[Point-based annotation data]
● ● ● ● ●
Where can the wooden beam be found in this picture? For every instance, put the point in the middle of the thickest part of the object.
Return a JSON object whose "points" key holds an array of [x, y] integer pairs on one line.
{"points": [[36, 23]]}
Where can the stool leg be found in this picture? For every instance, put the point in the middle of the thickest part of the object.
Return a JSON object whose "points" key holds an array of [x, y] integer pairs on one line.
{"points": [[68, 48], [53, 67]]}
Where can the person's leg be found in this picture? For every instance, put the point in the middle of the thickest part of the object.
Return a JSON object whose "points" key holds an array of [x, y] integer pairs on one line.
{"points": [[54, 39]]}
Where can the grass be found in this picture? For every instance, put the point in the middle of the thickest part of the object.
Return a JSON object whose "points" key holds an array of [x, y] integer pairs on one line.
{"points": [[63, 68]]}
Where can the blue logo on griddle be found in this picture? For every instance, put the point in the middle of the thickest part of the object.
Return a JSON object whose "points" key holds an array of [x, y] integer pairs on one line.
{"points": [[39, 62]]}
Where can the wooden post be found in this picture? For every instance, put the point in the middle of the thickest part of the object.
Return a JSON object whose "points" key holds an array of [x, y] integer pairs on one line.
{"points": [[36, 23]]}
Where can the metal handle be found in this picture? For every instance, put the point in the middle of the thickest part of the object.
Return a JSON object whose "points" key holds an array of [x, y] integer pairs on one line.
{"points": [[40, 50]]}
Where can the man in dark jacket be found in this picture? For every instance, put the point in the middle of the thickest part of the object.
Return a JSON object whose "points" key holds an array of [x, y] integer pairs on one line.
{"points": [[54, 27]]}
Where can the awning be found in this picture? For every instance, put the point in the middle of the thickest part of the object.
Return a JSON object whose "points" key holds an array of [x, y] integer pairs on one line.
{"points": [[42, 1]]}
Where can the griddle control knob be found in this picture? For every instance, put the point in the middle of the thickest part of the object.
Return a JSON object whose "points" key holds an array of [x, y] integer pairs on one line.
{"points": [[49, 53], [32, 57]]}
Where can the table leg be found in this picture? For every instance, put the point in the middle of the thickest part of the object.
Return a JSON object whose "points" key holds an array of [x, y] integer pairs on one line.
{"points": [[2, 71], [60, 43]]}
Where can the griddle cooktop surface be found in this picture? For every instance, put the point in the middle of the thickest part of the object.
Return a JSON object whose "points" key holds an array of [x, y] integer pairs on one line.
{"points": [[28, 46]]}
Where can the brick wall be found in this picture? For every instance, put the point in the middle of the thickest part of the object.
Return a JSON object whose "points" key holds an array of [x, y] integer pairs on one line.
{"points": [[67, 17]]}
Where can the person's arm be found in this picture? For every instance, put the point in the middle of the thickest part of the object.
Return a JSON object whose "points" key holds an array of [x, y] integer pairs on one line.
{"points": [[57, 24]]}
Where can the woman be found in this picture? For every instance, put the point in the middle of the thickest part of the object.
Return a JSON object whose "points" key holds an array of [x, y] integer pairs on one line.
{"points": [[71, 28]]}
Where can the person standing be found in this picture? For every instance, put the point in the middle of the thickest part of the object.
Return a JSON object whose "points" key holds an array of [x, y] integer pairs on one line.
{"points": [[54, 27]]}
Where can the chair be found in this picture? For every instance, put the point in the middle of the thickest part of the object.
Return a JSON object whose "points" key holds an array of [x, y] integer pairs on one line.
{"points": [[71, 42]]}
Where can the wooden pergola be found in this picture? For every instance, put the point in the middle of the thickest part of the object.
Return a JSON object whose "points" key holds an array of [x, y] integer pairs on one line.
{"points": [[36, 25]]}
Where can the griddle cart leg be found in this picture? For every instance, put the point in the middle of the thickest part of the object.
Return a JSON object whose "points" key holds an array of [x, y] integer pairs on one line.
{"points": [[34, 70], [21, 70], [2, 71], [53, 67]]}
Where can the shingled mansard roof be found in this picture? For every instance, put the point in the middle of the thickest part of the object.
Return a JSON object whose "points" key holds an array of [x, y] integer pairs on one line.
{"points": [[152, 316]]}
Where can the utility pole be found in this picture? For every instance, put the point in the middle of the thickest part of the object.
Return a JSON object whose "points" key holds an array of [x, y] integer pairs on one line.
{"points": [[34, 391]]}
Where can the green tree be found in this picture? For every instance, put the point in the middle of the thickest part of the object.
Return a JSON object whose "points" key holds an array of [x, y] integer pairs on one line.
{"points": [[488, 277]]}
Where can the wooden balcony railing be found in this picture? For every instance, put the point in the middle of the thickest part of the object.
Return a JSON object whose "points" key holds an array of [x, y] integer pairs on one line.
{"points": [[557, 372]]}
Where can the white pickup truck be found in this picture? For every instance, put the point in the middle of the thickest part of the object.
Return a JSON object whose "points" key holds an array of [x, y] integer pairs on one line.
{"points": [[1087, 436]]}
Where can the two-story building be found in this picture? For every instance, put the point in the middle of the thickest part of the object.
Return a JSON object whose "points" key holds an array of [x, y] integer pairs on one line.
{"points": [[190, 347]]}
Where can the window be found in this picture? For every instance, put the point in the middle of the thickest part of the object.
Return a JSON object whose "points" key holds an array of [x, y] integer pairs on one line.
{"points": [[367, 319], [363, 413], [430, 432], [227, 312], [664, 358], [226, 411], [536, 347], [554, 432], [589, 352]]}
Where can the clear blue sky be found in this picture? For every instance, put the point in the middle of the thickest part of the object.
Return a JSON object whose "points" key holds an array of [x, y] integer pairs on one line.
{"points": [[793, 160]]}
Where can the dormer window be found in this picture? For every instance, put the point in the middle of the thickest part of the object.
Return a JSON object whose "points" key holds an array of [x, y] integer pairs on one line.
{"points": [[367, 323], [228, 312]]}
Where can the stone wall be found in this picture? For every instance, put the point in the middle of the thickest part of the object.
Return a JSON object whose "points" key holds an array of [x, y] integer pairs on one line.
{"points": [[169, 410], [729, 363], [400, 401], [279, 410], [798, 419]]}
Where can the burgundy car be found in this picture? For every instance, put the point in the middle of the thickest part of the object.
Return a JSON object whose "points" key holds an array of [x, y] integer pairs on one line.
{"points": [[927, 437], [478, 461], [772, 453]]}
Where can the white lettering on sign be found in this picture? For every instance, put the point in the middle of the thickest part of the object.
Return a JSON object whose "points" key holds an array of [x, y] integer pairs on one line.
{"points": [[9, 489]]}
● ● ● ● ●
Your task is to repeat every entry exactly.

Where can the wooden beam be found in this picture? For every instance, put the point in the middle of the thickest part of the object.
Return a JSON object whose "points" key holds an array of [x, y] integer pairs on one line.
{"points": [[36, 23]]}
Where can the stool leg be found in this picture? For every instance, put the point in the middle of the thickest part of the object.
Return a JSON object whose "points" key holds an array of [x, y] integer pairs on one line.
{"points": [[68, 48], [53, 67]]}
Where can the person's leg be found in this picture? For every instance, put the point in the middle of the thickest part of the object.
Return a JSON object whose "points" key holds an array of [x, y] integer pairs on one line.
{"points": [[54, 39]]}
Where can the grass be found in this picture? For every instance, put the point in the middle of the thickest part of the object.
Return a JSON object whose "points" key holds an array of [x, y] integer pairs on one line.
{"points": [[63, 68]]}
Where can the blue logo on griddle be found in this picture? For every instance, put the point in the middle of the thickest part of the object.
Return a JSON object whose "points" key holds an array of [x, y] integer pairs on one line.
{"points": [[39, 62]]}
Where can the wooden post be found in this picture? For every instance, put the point in the middle of the thickest part of the object.
Return a JSON object whose "points" key holds an array of [x, y] integer pairs on one line.
{"points": [[36, 23]]}
Where can the metal handle be found in this picture? For every instance, put the point in the middle of the thickest part of the object.
Return a JSON object whose "points" key holds an array of [x, y] integer pairs on one line.
{"points": [[40, 50]]}
Where can the man in dark jacket be found in this picture? For every instance, put the point in the middle of the thickest part of the object.
Return a JSON object whose "points" key holds an array of [x, y] integer pairs on one line.
{"points": [[54, 27]]}
Where can the awning be found in this picture? For every instance, put the point in the middle of the thickest part of the object.
Return a JSON object whose "points" key holds an array of [x, y] integer pairs on one line.
{"points": [[42, 1]]}
Where can the griddle control knob be found in this picture? For every instance, put the point in the middle of the thickest part of the object.
Return a JSON object whose "points" key holds an array of [x, y] integer pairs on one line.
{"points": [[49, 53], [32, 57]]}
Where can the table leg be found in this picture? For every instance, put the point in the middle of the thickest part of the object.
Return a JSON object whose "points" key holds an array of [x, y] integer pairs on one line.
{"points": [[2, 71], [60, 43]]}
Where can the griddle cooktop surface be found in this picture? For every instance, put the point in the middle of the thickest part of the object.
Return a JSON object whose "points" key holds an array of [x, y] integer pairs on one line.
{"points": [[28, 46]]}
Where can the brick wall be found in this picture? For every instance, put the point in the middle of the thickest part of the object.
Return a JSON object whose "points" key holds an array of [x, y] integer pairs on one line.
{"points": [[67, 17]]}
Where can the person's arm be found in this picture? For every instance, put the point in the middle of the thickest part of the object.
Return a JSON object whose "points" key holds an array of [x, y] integer pairs on one line.
{"points": [[57, 24]]}
Where can the woman be found in this picture? For every instance, put the point in the middle of the thickest part of the object.
Return a JSON object whose "points" key holds an array of [x, y] integer pairs on one line.
{"points": [[71, 28]]}
Where can the person standing be found in this picture? For every instance, put the point in the middle of the thickest part of the object.
Return a JSON object whose "points" key holds an array of [x, y] integer pairs on one line.
{"points": [[54, 27]]}
Where can the chair be found in this picture? For every instance, put the point in the middle of the thickest part of the object.
Return a JSON object whose "points" key holds an array of [x, y] integer pairs on one line.
{"points": [[71, 42]]}
Where can the wooden pergola be found in this picture? For every instance, put the point in the middle of the thickest part of the object.
Return a JSON object whose "points" key holds an array of [x, y] integer pairs on one line.
{"points": [[36, 25]]}
Where can the griddle cart leg be found in this picture? For every instance, put the point in the middle of the thickest part of the object.
Return a JSON object whose "points" key holds an array of [x, y] integer pairs on one line.
{"points": [[34, 70], [21, 70], [2, 71], [53, 67]]}
Where can the shingled mansard roof be found in this picture? For every instance, put the point in the middle of the thickest part of the object.
Return a JSON object whose "points" key holds an array of [x, y] integer pairs on one line.
{"points": [[152, 316]]}
Where can the utility pole be found in this picture? For every instance, put the point in the middle of the thickest part of the object.
Return a JSON object whose "points" key holds an array of [x, y] integer pairs on one line.
{"points": [[34, 391]]}
Where can the green tree be found in this picture? For every instance, put the point in the middle of the thickest part of the object.
Return a JSON object whose "points" key holds an array of [x, y] integer pairs on one line.
{"points": [[488, 277]]}
Where can the wooden balcony railing be found in this picture? For every instance, put the point in the middle of the thickest part of the object.
Return a JSON object whose "points" key holds an array of [x, y] integer pairs on one line.
{"points": [[557, 372]]}
Where can the white pickup truck be found in this picture? For every instance, put the point in the middle of the thickest part of the object.
Return a JSON object whose "points" key holds an array of [x, y] integer pairs on one line.
{"points": [[1087, 436]]}
Where can the two-story building be found in this picture? For every instance, put the point in the middle of the thickest part of the object.
Return a JSON object whose "points" key holds an array of [x, y] integer pairs on one line.
{"points": [[190, 347]]}
Where can the window be found in this picture? For every instance, put the point in the middle of the thickest part of the object.
Return a JSON object whose "points" key holds an array of [x, y] integer pairs on one line.
{"points": [[367, 319], [363, 413], [430, 432], [227, 312], [664, 358], [226, 411], [536, 347], [554, 432], [589, 352]]}
Where can the clear blue sky be found in this picture? For every instance, put the point in the middle of the thickest part of the object.
Return a JSON object whose "points" key holds an array of [x, y] integer pairs on one line.
{"points": [[793, 160]]}
Where can the dormer window be found in this picture? For every instance, put the point in the middle of the thickest part of the object.
Return a JSON object whose "points" key holds an array of [x, y] integer pairs on one line.
{"points": [[367, 323], [228, 312]]}
Where can the stone wall be found in this picture? For every instance, put the point in the middle of the thickest part of the object.
Return a JSON object whose "points" key holds an array of [x, y] integer pairs on one line.
{"points": [[169, 410], [729, 363], [400, 401], [279, 410], [798, 419]]}
Where can the burgundy car be found in this picture? For every instance, put the point in the middle of the thickest part of the object.
Return a JSON object whose "points" key holds an array of [x, y] integer pairs on one line.
{"points": [[927, 437], [478, 461], [772, 453]]}
Where can the white lettering on sign be found in this picture? For every instance, put the point in the middle of the thickest part of the object.
Return a JSON object whose "points" key holds an array of [x, y] integer pairs on one line.
{"points": [[9, 489]]}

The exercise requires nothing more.